### [What to produce]
Every line of the data below that holds the string "positive" needs to be reported.

BEGIN Stored data

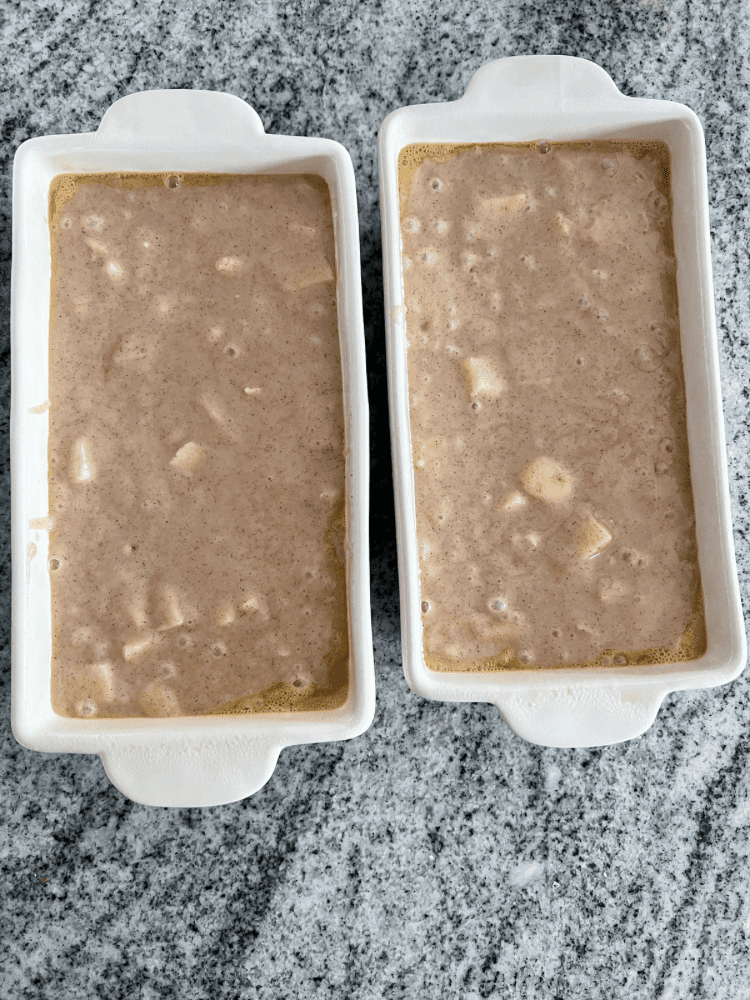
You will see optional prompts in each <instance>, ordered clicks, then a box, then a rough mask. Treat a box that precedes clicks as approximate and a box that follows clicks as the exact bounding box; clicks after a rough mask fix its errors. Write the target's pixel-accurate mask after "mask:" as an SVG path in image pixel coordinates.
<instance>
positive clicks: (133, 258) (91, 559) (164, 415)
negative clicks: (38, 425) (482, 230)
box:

END Stored data
BEGIN Stored data

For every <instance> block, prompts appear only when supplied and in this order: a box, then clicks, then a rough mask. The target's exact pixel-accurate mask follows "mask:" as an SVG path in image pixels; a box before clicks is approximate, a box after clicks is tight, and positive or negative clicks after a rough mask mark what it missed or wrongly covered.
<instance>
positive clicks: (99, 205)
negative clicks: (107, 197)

END Stored data

### [Answer to this exercise]
positive clicks: (133, 258) (91, 559) (164, 415)
For every <instance> block, prompts appear only when supplied and in this order: a box, then clicks, then a rough mask. The target's exact pixel-accurate mask follows "mask:" as an SVG path in image pixels; a box before clicks is approximate, a box after clicks is tight, and positive or negative clicks after a rough mask mark what it missed or wrongly covered.
positive clicks: (99, 205)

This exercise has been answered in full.